TASK ITEM -> Starting with the line that contains "the fishing boat." and stopping after the line that contains "corrugated metal wall.", copy the entries below exactly. Include nothing else.

DATASET RECORDS ->

*****

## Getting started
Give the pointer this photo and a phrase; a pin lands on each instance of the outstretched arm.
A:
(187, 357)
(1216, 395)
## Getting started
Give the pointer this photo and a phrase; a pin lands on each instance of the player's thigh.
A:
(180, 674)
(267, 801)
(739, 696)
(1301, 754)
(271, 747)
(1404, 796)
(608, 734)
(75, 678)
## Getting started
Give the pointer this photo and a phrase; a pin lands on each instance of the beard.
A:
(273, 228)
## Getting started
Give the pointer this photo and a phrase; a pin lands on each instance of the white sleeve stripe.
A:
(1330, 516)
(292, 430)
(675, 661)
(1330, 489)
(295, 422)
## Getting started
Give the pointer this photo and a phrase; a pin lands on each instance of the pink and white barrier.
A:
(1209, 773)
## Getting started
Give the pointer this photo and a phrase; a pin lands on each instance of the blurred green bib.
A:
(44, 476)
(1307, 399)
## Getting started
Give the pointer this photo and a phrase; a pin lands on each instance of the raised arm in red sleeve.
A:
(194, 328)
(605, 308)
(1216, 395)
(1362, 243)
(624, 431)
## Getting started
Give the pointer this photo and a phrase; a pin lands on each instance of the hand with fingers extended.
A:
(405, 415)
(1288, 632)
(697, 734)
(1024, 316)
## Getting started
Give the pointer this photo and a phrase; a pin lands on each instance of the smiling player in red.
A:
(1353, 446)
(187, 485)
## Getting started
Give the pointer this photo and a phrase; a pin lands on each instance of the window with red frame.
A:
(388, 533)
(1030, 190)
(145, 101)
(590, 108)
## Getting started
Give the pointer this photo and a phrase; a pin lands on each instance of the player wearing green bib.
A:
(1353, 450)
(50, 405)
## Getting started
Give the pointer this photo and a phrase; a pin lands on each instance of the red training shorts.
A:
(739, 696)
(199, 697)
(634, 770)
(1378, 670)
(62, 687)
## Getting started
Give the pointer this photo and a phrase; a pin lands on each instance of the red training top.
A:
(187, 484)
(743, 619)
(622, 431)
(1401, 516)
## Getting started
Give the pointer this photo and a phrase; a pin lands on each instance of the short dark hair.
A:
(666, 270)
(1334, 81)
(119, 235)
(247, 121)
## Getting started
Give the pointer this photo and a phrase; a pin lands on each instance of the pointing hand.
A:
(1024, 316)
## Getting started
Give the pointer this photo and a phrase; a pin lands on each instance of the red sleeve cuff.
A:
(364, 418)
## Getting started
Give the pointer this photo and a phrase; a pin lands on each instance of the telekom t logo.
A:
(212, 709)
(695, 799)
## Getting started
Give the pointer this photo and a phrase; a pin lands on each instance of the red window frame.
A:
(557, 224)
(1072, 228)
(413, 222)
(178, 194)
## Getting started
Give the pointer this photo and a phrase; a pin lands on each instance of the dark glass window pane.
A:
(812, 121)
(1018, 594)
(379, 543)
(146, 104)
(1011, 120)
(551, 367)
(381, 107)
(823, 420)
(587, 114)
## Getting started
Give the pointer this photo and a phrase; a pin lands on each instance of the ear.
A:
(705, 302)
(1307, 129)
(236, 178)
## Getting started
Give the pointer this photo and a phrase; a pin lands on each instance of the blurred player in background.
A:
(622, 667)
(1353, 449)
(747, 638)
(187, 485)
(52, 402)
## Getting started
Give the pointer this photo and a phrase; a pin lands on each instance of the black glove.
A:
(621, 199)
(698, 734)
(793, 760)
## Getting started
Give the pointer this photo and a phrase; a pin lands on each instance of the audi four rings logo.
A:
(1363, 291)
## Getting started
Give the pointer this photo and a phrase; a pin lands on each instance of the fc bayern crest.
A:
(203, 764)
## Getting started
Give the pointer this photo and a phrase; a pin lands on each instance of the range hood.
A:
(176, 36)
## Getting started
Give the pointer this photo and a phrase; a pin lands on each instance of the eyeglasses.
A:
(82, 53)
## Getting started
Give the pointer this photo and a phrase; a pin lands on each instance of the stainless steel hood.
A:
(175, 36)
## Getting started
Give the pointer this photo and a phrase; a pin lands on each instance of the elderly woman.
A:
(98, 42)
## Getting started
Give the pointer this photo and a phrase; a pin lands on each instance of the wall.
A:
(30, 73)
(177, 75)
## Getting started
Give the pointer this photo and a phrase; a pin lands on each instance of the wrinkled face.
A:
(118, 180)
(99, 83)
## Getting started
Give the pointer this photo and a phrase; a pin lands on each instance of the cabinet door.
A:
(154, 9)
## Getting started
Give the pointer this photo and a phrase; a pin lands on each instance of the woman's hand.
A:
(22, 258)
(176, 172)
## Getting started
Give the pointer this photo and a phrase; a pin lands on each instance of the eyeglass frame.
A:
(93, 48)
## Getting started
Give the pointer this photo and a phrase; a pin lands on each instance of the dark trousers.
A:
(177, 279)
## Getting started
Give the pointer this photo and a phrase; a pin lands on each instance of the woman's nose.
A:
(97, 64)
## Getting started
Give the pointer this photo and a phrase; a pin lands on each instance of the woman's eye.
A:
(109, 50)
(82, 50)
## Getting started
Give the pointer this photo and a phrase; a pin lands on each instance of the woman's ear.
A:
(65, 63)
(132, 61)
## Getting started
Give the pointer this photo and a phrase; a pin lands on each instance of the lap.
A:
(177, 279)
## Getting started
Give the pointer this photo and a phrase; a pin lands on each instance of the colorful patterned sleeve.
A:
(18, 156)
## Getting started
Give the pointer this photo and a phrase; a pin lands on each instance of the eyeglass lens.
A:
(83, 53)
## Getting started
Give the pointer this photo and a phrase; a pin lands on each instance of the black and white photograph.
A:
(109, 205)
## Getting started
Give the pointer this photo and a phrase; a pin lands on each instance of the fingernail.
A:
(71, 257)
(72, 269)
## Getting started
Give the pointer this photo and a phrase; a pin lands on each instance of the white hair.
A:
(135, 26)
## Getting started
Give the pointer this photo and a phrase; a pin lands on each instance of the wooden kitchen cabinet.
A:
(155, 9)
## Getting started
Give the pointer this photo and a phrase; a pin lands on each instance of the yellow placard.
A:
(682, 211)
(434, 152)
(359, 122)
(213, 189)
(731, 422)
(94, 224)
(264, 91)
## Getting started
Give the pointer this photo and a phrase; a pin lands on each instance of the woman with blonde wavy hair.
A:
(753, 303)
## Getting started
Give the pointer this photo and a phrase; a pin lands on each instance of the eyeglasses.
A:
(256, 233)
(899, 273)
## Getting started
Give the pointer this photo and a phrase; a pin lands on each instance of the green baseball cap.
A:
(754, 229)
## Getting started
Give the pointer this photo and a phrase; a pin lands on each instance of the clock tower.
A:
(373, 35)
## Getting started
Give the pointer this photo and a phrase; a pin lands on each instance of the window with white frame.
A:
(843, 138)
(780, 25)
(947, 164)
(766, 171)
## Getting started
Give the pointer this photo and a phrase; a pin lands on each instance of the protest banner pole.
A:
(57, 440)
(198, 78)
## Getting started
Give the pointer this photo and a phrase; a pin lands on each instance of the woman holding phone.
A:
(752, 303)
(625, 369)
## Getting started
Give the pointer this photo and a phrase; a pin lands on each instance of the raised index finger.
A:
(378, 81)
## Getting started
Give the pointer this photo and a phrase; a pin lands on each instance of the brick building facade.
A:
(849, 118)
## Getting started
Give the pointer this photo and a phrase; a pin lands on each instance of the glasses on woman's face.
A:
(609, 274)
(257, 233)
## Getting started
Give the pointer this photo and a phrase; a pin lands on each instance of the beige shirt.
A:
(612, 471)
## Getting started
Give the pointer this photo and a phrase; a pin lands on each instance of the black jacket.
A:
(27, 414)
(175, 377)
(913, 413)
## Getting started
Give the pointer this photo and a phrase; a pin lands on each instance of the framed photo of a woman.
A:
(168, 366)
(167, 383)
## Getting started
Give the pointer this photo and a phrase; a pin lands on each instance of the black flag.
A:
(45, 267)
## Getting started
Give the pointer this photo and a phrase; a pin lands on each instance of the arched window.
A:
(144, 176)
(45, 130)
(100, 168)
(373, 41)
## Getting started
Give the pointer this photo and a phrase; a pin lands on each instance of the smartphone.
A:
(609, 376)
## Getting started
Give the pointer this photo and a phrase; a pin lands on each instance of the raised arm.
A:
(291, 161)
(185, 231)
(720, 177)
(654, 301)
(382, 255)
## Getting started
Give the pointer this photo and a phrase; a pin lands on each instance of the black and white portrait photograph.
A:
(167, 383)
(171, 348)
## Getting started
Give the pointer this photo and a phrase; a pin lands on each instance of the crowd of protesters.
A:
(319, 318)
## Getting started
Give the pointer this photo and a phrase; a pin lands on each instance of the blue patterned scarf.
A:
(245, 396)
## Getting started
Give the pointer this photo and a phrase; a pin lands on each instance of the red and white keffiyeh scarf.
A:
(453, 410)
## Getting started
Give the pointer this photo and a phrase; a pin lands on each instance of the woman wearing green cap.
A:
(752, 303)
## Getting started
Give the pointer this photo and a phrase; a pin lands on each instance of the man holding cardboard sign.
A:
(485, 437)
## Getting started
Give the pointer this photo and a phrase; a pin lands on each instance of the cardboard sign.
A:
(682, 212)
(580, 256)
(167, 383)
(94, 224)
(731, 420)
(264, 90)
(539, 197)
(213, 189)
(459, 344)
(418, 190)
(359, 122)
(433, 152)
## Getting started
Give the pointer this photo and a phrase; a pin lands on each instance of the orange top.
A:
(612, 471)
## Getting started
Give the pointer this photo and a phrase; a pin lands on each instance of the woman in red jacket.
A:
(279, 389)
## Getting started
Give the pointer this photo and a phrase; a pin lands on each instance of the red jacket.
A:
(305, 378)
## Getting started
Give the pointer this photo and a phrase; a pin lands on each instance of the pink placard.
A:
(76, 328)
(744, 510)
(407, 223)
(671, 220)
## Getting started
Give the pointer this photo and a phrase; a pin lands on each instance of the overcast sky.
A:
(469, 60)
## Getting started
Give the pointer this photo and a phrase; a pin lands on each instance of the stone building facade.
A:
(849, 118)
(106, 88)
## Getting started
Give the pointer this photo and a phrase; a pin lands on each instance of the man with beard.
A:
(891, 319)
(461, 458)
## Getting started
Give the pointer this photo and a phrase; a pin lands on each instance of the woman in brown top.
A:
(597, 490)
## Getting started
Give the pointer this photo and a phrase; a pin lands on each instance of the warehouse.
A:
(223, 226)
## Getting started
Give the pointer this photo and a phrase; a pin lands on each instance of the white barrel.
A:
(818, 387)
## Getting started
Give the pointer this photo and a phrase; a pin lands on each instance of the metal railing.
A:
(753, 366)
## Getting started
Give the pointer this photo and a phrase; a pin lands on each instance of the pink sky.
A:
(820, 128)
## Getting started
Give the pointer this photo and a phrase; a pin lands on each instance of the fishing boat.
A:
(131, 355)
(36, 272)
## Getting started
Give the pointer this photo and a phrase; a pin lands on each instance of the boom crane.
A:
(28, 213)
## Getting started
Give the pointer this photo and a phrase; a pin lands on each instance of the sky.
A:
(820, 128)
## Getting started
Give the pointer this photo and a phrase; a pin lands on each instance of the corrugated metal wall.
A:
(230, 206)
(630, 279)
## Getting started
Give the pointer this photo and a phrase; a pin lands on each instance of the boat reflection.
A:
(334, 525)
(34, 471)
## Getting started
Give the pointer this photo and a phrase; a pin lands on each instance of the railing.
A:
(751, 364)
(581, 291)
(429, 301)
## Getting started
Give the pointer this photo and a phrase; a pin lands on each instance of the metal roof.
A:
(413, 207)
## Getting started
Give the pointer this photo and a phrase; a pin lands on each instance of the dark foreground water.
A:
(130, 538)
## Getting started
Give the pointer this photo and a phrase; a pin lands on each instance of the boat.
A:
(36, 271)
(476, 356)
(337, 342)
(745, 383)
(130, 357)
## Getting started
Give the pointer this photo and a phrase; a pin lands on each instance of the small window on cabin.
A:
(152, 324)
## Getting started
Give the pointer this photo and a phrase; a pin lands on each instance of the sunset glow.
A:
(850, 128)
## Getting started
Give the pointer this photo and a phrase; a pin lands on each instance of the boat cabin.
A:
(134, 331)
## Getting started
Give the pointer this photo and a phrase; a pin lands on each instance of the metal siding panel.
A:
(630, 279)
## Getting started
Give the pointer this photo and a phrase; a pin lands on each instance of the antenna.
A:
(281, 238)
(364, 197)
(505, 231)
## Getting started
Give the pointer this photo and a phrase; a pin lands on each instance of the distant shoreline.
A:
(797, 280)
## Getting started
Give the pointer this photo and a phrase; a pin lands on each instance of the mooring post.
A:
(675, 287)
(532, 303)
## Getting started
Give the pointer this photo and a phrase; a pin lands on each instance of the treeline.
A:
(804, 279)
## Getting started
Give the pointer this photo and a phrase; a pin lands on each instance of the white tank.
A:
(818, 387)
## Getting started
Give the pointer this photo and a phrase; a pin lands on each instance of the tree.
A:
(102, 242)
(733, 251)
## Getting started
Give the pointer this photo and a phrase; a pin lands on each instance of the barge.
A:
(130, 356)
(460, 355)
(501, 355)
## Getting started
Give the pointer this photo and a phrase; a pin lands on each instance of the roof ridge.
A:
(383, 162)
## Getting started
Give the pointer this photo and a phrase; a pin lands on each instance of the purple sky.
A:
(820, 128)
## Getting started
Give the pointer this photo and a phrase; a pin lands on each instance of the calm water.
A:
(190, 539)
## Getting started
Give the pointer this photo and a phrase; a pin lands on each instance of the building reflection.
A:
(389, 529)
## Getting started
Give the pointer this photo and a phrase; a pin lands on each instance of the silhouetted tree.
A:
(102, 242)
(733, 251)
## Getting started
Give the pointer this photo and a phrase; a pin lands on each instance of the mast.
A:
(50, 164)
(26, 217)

*****

WORKED SOLUTION ->
Give the pointer this photo and a phrase; a pin lands on each instance of the fishing boat.
A:
(131, 355)
(36, 272)
## Getting started
Give the pointer this photo and a phrase; a pin lands on each instance of the boom crane.
A:
(28, 213)
## Getting started
Give the pointer this photo and a phrase; a pin lands on each instance of the sky.
A:
(820, 128)
## Getting started
Give the pointer this photo and a phrase; a pin lands on each instance of the corrugated metal wall.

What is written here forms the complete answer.